Stored records:
=== Section Start ===
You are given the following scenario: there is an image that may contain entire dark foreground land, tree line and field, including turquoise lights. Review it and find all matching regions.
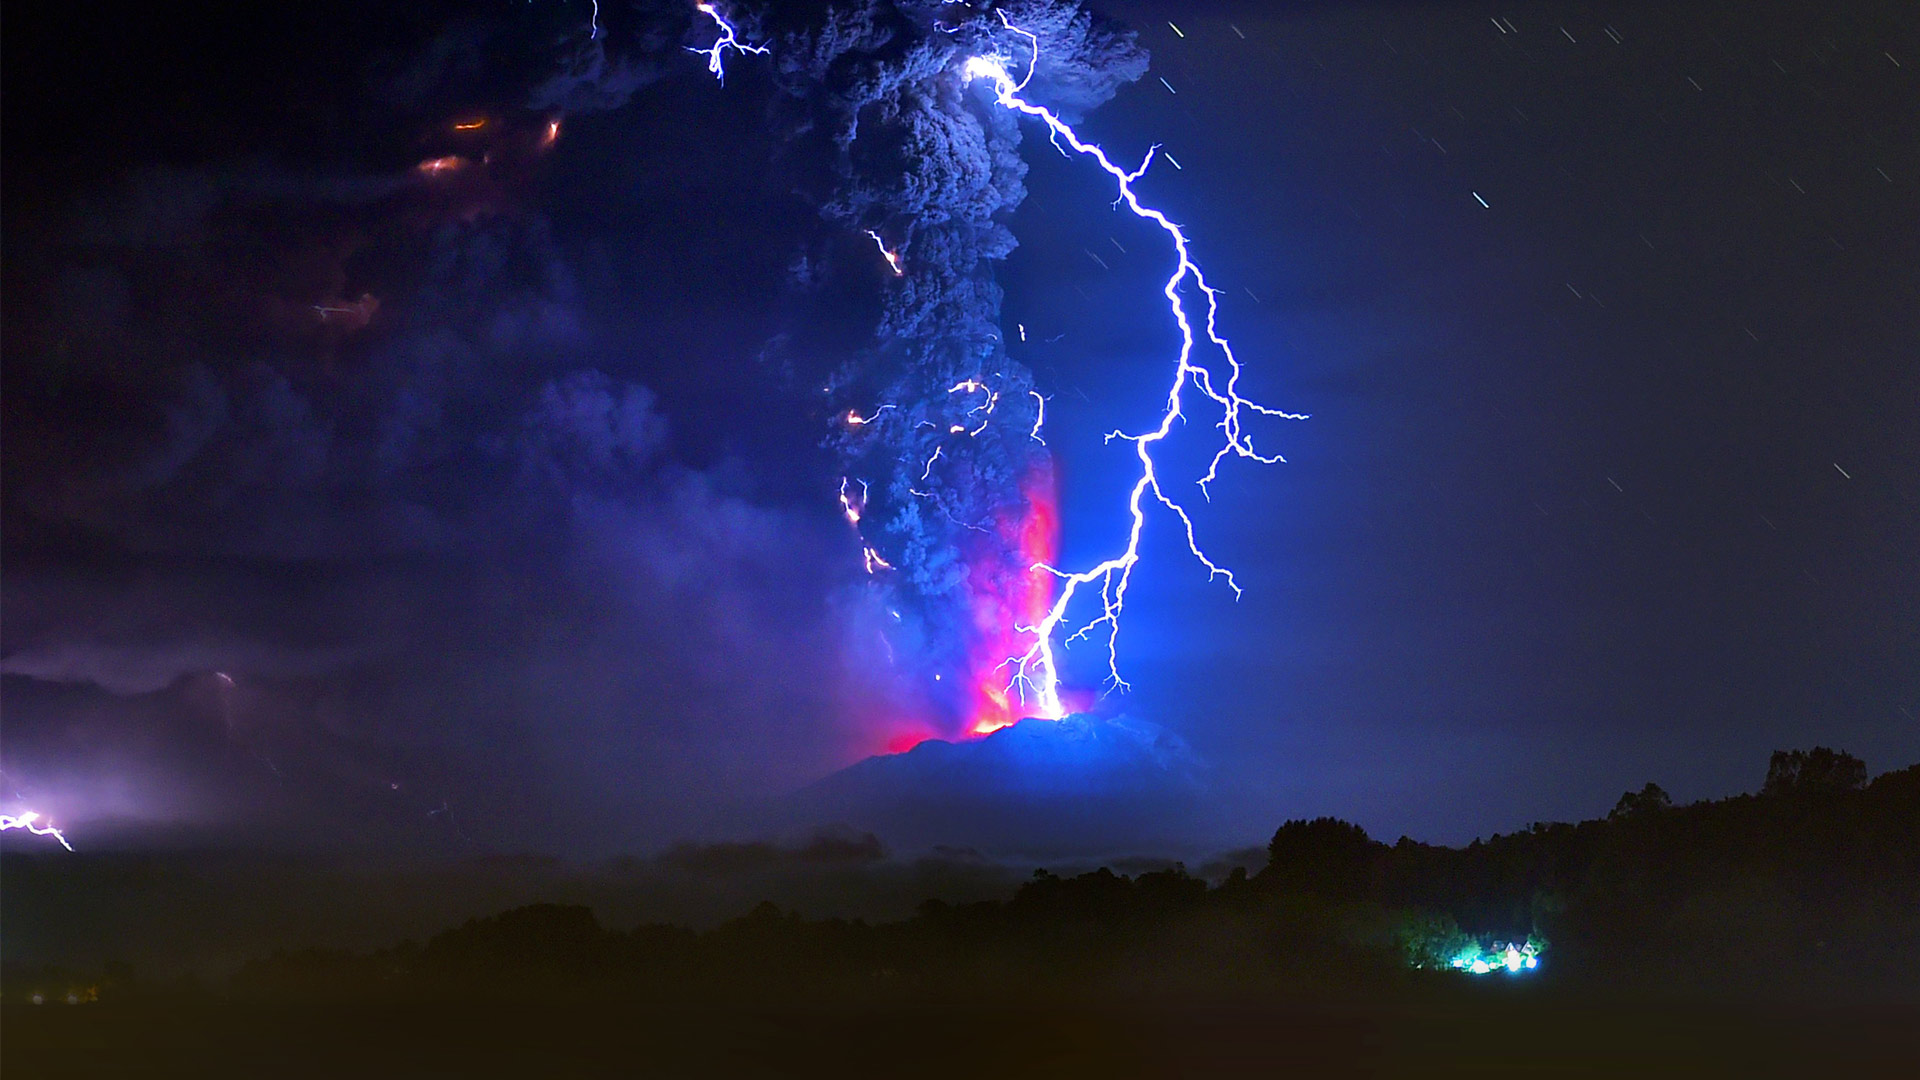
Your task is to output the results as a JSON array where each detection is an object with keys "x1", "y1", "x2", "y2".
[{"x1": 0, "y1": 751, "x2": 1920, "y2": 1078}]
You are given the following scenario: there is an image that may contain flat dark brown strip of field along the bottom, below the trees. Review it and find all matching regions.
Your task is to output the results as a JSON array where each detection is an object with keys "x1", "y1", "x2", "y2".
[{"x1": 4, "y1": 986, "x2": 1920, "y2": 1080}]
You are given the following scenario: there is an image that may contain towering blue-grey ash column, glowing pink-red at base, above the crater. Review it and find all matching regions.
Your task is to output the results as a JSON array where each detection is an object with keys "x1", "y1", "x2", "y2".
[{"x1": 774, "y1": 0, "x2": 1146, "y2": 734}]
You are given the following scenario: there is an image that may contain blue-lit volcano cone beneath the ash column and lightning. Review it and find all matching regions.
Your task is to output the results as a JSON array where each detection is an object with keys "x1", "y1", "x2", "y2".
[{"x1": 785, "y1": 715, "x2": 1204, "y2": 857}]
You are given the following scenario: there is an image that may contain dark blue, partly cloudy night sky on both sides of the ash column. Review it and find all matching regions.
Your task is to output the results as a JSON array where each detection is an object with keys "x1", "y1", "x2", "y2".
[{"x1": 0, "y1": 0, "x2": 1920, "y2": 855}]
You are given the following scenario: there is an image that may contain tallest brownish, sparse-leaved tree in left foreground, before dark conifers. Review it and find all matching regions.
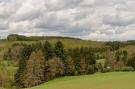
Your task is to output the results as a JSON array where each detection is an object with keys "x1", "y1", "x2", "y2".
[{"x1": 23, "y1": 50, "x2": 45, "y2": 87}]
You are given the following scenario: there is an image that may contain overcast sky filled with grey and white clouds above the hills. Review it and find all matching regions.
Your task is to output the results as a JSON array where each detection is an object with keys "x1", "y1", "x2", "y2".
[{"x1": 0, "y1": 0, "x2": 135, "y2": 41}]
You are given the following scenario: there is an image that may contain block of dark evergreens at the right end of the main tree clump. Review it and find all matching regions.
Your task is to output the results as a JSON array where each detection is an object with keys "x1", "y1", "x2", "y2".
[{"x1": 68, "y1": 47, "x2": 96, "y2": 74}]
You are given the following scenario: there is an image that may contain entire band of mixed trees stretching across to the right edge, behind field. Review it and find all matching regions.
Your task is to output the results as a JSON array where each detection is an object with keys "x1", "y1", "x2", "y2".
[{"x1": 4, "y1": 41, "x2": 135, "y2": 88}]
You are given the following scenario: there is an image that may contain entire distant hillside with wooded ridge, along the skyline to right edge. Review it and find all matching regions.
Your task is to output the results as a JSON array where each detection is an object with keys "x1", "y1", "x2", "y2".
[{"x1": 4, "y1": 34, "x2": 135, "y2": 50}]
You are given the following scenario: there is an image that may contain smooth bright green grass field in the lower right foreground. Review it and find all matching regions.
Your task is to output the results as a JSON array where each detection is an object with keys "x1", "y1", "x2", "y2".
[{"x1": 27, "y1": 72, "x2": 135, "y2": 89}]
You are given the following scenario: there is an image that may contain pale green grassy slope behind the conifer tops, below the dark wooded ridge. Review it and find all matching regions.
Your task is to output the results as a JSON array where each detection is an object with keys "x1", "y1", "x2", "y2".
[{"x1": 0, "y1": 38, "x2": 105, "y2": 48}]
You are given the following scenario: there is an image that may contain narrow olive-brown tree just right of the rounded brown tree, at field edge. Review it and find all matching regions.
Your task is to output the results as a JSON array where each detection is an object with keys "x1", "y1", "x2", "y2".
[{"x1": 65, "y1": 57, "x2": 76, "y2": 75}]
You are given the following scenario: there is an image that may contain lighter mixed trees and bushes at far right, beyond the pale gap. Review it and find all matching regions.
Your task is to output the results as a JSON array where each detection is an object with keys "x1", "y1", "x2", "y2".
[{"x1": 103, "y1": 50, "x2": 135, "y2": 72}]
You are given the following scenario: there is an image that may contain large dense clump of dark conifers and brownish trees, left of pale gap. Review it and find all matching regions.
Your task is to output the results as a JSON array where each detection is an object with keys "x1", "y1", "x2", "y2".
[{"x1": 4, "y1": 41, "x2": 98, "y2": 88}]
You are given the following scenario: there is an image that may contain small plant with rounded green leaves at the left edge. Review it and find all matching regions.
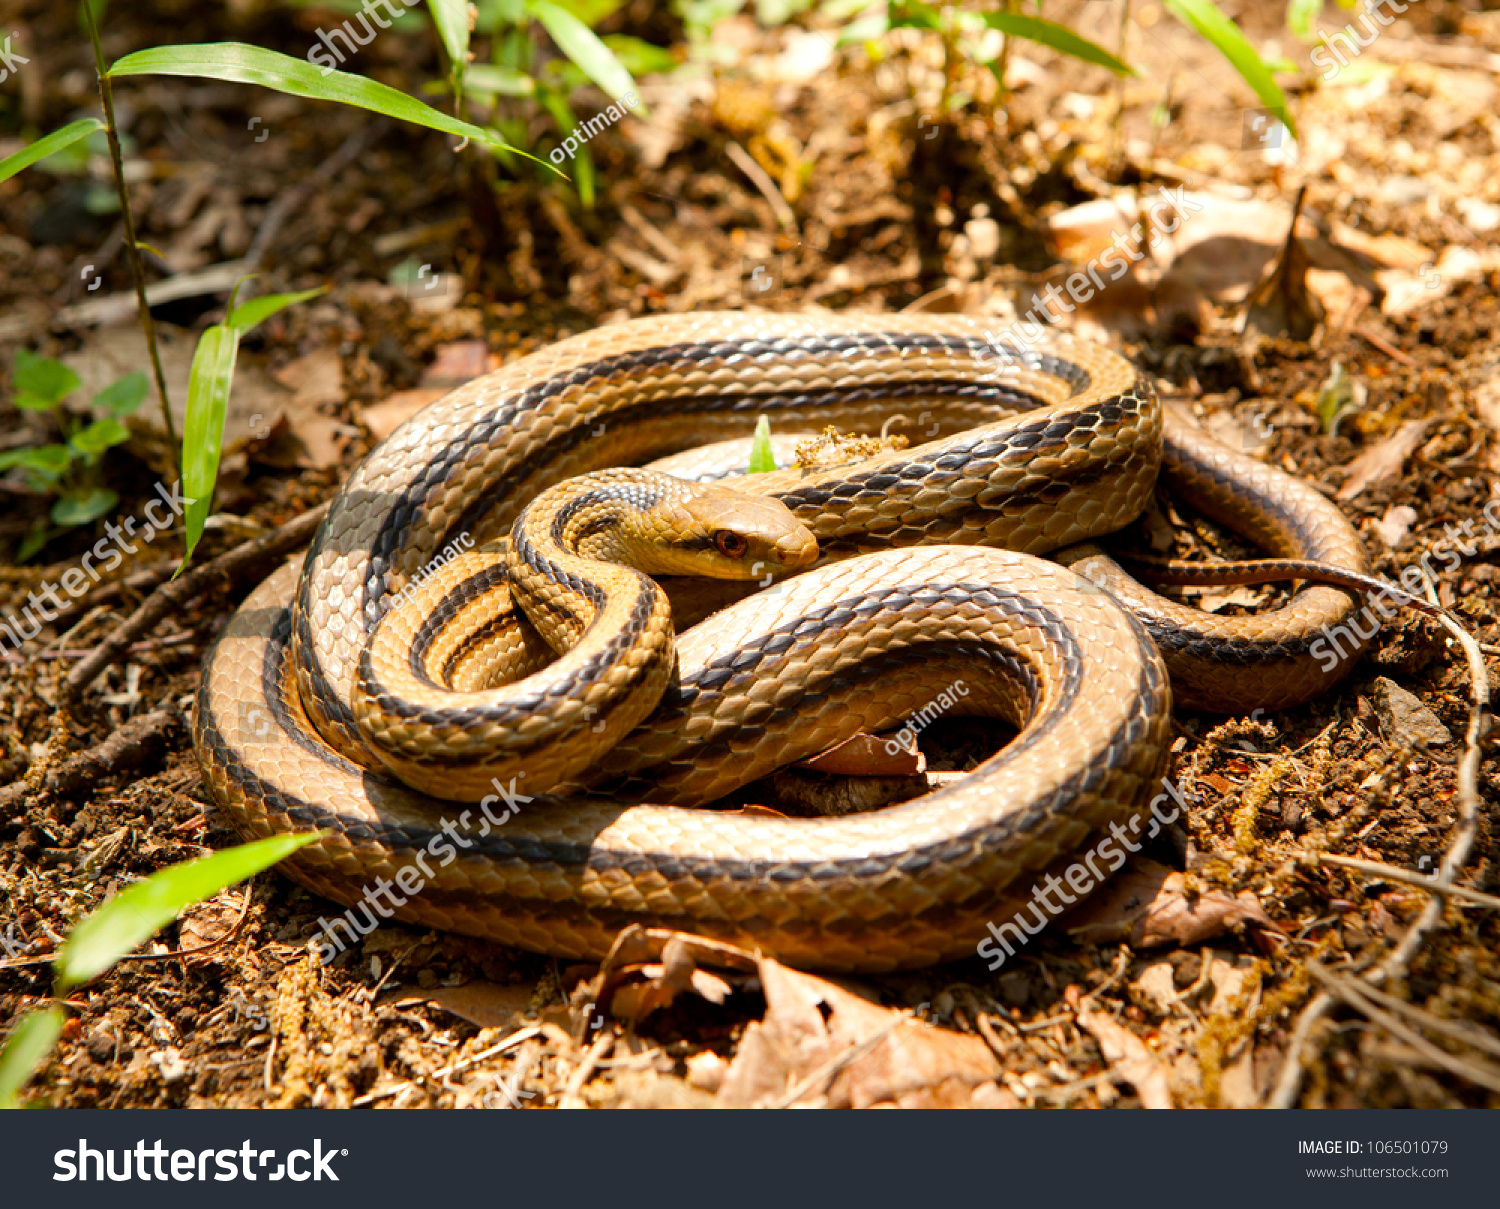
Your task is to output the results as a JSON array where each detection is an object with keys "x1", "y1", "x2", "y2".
=== Section End ===
WHAT TO WORK ON: Copy out the lines above exactly, beginning at the one that contains "hills. Review it and find all matching regions." and ending at the one that contains "field. Review it and find all matching regions.".

FINAL ANSWER:
You are given the following scenario: there is an image that may contain overcast sky filled with grey and white clouds above the hills. Review it and find all matching regions.
Your task is to output the results as a JSON array where each detection is an object with keys "x1", "y1", "x2", "y2".
[{"x1": 0, "y1": 0, "x2": 135, "y2": 41}]
You are given the following scenario: there is an image that may contain block of dark evergreens at the right end of the main tree clump. Review it and find all matching regions.
Your task is to output the results as a JSON array where each detection is an object with keys "x1", "y1", "x2", "y2".
[{"x1": 68, "y1": 47, "x2": 96, "y2": 74}]
You are given the following scenario: there is an image that may contain entire band of mixed trees stretching across to the right edge, behind field. Review it and find all matching regions.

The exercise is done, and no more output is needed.